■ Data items
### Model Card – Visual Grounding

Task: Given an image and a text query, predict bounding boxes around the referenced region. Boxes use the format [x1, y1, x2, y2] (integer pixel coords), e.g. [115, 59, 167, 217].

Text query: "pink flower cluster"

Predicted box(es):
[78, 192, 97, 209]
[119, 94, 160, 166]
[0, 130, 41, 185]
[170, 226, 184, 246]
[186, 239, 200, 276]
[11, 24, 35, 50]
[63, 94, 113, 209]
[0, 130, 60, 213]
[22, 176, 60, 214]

■ EXERCISE
Can you print the rows character for character, from the first line through the line that contains "[63, 94, 113, 209]", including both of those lines?

■ FINISHED EXERCISE
### Model Card – Visual Grounding

Task: Given an image and a text query, predict bounding boxes around the referenced region. Boxes use the format [x1, y1, x2, y2] (integer pixel coords), e.g. [115, 59, 167, 217].

Text query: "pink flower cluster"

Predicted box(es):
[78, 192, 97, 209]
[119, 94, 160, 166]
[0, 130, 41, 185]
[170, 226, 184, 246]
[186, 239, 200, 276]
[11, 24, 35, 50]
[63, 94, 113, 209]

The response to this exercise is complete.